Some quick maths!

Right now I’m very, very bored. I’ve been thinking, for a long time, to actually get some exact numbers or get my entire medical journal and check how much I’ve actually spent in a hospital/been sick.

I’m going to discard after the bonemarrow transplant for now. So from 1992 to 2012-ish.

Here we go:

  • a dose of chemo average every 2.5 weeks (from every day to every 3 months (rarely)) for 20 years

52/2.5 = 20.8      So lets say 20 doses a year.

20*20 = 400      That’s 400 doses of chemo over 20 years.

For the first 15 years I had to drive 2.5 hours to the hospital. Get my chemo. 2.5 back. Then the last 5 years or so I got it at my local medical centre.

  • I usually got very nauseous. I puked and felt like crap for 2-3 days after. I usually took the chemo on Fridays after school so I wouldn’t miss that much. So:

400*2 = 800 days of puking. No wonder my teeth just break randomly now.

That’s years of feeling like crap. And this isn’t even with all my hospital visits where I had infections, pneumonia or various other stuff I got.

 

I think that’s it for now. Don’t worry. There’s more xD

 

 

 

Auli

Mondays…

Everyone hates Mondays, right?

 

I don’t really know what I’m doing with this blog. Different reason, I guess. Self help, having something else to do, I don’t know if even ONE person will see this blog, but maybe I’ll hopefully be writing something that people see as help.

I’ve experienced a lot in my short life of 28. Not travelling, meeting loads of people, being good at school or making a life for me. My life has been mostly sickness. A lot of sickness. I’ll most likely write about it going forward.

 

But now is Monday. The day I grue. The day I’ve, for over 6-7 months have said to start over and be the best I can be. I guess many have the same problem; to start being the best. “Next Monday I will start to be the best I can at school, next Monday I will start to be the best I can at working out, next Monday I will start to be the best I can towards friends and family or next Monday I will start to be the best I can at my job”.

You usually start off Monday and Tuesday pretty good, right? Then you might get some kind of setback in a day or two or 12 and you go “Darn.. ok, I’ll just break the promise to myself this ONE day, then back to it!”. You don’t get back to it. “But NEXT Monday…!”

That’s been the last half a year for me. I bet most of people have been like that some days, weeks or months. Even years. I started again today and I failed, at least, SOME of my goals, again. But I’ve realised that being the best you can for just some days, or a week is a hell of a lot better then you’ve been. So just jump back up on the horse again.

 

One thing I’ve learned over the years of being ill is to keep on going and try your best to be the best you can be.

 

 

 

NOTE: This blog will mostly be about my experience of being sick most of my life. And maybe some stuff that will help YOU!

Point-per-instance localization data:

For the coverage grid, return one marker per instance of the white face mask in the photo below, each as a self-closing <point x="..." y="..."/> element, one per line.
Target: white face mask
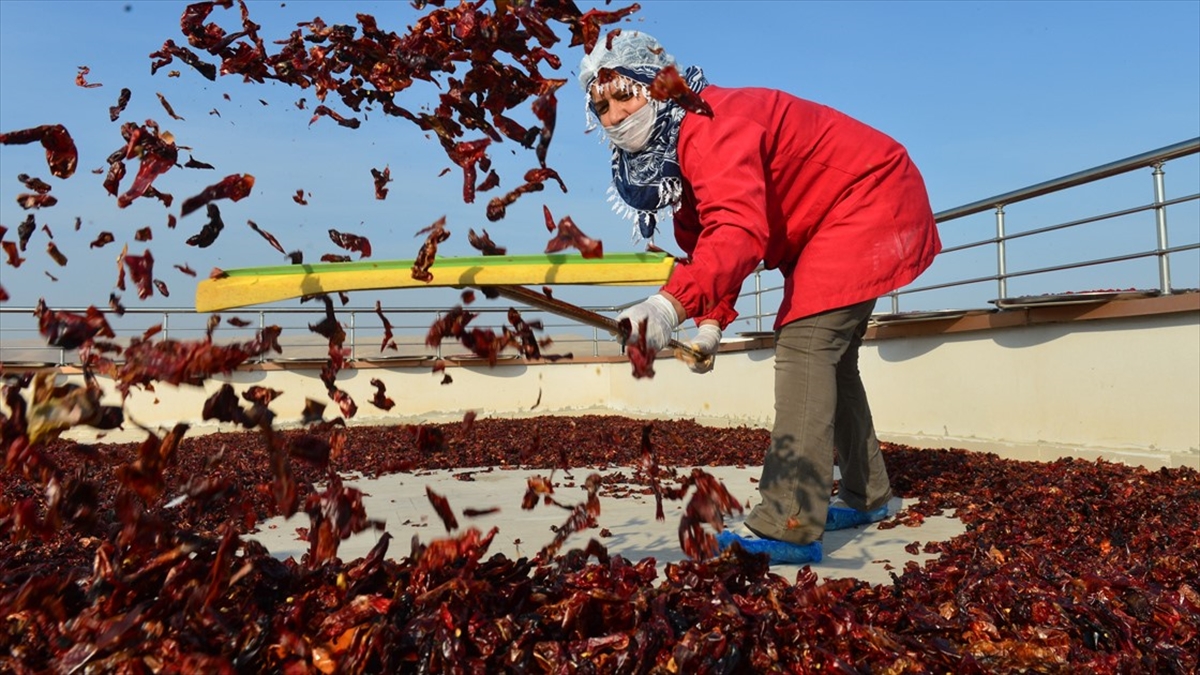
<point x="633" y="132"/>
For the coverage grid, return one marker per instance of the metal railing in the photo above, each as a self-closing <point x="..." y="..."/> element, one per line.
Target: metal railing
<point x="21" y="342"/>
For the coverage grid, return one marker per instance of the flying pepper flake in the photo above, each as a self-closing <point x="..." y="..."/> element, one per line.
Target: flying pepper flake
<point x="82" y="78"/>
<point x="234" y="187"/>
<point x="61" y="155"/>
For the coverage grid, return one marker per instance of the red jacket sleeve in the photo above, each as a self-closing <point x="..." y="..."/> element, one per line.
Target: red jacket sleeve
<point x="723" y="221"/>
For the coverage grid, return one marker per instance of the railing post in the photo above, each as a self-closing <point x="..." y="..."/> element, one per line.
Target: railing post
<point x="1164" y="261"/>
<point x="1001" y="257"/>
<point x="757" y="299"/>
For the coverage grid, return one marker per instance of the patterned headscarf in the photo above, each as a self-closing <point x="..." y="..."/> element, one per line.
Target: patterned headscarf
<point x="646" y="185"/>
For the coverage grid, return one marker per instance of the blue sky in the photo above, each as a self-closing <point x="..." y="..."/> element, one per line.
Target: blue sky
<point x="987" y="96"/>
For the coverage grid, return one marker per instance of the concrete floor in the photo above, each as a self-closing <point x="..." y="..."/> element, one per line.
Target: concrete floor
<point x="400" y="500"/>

---

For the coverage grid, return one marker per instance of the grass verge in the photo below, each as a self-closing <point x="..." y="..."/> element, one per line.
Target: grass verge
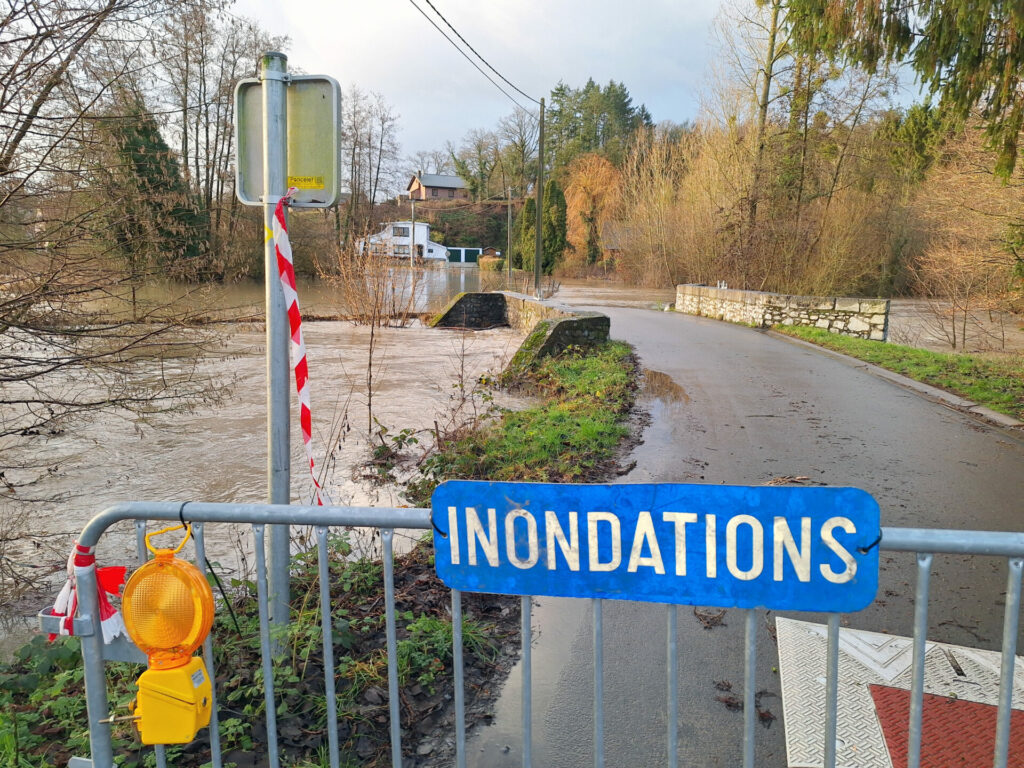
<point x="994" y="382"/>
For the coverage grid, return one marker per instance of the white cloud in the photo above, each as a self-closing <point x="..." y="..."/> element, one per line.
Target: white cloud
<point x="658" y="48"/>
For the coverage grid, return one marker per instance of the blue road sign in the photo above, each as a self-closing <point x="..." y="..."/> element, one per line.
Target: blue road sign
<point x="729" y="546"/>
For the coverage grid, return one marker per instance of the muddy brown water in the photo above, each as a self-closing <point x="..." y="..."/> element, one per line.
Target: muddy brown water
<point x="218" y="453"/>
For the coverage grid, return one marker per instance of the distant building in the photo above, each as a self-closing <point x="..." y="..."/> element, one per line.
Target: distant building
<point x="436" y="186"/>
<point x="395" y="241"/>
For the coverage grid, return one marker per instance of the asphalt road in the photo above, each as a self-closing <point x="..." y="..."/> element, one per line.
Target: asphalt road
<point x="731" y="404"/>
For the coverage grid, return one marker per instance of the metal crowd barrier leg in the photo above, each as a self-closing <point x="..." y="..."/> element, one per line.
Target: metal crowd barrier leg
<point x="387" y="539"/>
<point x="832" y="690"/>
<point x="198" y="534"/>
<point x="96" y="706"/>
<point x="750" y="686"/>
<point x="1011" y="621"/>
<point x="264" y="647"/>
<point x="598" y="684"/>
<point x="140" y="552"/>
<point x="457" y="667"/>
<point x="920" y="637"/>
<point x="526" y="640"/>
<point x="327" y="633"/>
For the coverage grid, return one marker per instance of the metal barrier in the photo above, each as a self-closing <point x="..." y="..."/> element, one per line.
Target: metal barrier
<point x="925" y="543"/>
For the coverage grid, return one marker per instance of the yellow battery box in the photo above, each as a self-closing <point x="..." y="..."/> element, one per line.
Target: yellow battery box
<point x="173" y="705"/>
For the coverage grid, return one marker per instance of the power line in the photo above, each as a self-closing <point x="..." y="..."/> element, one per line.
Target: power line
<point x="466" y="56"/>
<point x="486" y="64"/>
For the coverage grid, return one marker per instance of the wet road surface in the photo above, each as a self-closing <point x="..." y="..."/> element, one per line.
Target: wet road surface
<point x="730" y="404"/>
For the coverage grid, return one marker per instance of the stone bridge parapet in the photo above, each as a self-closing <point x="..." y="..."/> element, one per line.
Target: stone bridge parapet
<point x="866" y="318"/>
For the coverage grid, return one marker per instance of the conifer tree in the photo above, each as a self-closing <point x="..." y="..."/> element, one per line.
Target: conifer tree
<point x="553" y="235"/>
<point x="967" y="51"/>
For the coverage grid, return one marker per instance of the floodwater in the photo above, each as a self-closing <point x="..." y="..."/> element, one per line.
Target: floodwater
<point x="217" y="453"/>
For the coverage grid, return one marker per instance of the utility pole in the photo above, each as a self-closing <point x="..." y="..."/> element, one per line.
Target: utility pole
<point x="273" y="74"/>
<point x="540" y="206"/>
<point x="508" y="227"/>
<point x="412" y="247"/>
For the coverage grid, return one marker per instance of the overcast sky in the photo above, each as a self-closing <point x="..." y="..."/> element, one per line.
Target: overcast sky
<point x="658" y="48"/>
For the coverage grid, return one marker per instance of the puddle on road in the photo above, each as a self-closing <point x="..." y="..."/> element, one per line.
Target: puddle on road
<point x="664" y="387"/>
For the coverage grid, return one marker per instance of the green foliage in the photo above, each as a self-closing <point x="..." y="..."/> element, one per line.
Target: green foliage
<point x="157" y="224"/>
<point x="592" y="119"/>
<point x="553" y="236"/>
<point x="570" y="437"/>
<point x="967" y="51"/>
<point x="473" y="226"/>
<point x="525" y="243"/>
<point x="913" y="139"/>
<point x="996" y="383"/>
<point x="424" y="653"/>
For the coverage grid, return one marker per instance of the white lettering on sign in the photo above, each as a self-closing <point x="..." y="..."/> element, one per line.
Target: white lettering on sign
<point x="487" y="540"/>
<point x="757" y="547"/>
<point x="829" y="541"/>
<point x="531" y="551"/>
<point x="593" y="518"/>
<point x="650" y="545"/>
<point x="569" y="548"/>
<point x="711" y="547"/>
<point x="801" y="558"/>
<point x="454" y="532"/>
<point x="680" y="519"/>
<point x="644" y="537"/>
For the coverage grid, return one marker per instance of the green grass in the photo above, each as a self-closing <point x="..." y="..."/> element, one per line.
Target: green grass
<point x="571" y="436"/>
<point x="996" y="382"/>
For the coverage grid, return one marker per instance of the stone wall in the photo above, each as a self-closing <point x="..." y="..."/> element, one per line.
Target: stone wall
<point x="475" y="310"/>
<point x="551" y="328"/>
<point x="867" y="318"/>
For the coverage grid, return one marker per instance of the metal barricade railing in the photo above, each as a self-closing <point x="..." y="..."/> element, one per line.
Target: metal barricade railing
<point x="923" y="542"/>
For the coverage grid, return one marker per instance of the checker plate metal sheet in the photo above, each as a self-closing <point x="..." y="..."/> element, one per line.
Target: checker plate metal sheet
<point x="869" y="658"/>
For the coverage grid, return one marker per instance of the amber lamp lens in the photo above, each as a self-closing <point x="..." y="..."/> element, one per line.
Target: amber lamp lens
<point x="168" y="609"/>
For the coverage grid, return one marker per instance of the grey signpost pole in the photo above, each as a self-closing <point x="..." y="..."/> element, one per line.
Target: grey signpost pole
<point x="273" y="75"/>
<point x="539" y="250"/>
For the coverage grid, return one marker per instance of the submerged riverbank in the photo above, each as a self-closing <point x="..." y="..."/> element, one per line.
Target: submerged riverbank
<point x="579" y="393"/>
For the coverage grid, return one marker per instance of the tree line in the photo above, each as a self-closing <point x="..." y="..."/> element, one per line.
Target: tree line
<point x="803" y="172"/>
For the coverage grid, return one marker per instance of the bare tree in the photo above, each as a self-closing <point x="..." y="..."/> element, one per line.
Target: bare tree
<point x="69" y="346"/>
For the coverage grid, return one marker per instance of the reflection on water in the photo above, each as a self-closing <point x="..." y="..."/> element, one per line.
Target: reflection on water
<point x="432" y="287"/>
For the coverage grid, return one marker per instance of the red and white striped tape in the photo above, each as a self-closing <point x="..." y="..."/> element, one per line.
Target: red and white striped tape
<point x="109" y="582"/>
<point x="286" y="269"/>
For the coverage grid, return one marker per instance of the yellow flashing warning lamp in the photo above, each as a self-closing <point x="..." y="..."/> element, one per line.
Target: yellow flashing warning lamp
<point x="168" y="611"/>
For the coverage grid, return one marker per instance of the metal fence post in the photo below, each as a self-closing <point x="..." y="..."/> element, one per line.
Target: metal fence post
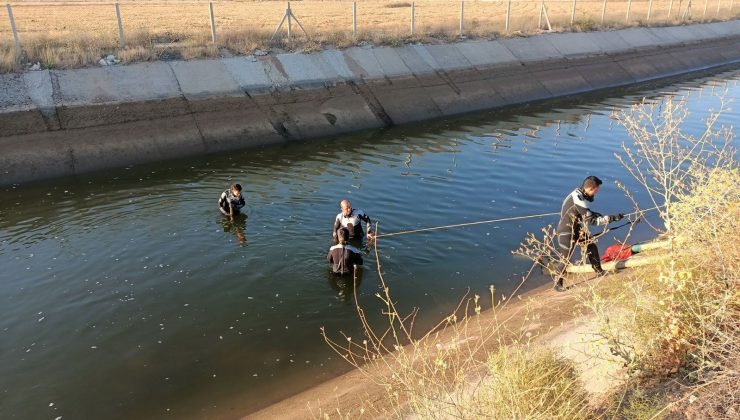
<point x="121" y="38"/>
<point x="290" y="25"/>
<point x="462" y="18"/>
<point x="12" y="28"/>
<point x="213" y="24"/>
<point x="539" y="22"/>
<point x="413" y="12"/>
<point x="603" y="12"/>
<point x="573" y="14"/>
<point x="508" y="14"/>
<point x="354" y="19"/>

Activity => Repeat, word for word, the stretch of the blog post from "That’s been the" through "you can be.". Rely only on the blog post, not on the records.

Answer box =>
That’s been the last half a year for me. I bet most of people have been like that some days, weeks or months. Even years. I started again today and I failed, at least, SOME of my goals, again. But I’ve realised that being the best you can for just some days, or a week is a hell of a lot better then you’ve been. So just jump back up on the horse again.

 

One thing I’ve learned over the years of being ill is to keep on going and try your best to be the best you can be.